● TASK GOAL
List every line in the records that contains the word "wooden", copying each line in full. Case counts.

● THE DATA
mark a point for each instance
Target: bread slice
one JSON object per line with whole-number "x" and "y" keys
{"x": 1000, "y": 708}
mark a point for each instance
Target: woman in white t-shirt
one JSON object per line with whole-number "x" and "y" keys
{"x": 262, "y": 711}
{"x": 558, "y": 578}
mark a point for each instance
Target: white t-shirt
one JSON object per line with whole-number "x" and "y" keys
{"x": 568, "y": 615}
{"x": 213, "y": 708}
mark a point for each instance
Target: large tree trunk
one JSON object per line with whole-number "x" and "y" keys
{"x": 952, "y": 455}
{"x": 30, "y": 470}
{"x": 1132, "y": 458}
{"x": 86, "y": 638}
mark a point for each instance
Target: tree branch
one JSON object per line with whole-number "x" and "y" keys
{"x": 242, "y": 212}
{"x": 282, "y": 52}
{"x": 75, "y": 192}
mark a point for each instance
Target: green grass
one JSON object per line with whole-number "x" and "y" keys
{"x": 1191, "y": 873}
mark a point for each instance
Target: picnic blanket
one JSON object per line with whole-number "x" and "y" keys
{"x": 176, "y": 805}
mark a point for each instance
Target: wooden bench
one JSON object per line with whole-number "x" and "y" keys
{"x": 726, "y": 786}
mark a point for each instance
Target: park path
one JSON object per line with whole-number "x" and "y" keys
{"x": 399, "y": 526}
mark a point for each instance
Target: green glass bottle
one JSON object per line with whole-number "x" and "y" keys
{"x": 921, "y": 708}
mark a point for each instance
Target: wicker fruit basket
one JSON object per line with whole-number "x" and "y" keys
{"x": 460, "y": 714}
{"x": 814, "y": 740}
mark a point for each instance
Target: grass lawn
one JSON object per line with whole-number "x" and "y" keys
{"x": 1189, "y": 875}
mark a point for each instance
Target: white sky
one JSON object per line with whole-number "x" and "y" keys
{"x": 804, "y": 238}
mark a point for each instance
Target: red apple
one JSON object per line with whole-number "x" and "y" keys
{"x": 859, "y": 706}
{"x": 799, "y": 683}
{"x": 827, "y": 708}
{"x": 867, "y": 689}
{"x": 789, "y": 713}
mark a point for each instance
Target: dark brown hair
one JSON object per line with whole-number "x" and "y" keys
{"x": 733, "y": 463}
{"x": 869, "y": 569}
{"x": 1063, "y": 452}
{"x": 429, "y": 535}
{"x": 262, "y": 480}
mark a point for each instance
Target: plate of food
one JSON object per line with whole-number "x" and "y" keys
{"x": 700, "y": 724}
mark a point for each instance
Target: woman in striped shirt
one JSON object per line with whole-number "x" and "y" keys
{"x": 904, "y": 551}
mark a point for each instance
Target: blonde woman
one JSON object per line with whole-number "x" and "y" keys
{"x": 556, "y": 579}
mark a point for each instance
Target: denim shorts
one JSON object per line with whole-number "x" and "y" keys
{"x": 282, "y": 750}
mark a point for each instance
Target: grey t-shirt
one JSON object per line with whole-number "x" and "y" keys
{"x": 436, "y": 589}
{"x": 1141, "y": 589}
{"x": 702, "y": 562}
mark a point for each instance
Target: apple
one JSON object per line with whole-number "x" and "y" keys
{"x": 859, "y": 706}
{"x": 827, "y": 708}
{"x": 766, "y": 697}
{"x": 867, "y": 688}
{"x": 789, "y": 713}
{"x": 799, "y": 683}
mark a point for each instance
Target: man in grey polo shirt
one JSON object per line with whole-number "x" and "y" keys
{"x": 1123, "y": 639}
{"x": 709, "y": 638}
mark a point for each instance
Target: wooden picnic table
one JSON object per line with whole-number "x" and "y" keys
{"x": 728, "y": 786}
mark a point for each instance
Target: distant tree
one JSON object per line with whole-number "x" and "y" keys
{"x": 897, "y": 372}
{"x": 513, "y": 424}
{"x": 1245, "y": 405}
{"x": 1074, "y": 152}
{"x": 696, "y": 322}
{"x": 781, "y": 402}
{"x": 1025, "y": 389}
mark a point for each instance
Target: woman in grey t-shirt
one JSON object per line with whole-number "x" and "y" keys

● ANSWER TO THIS PROBLEM
Target: wooden bench
Target: wooden picnic table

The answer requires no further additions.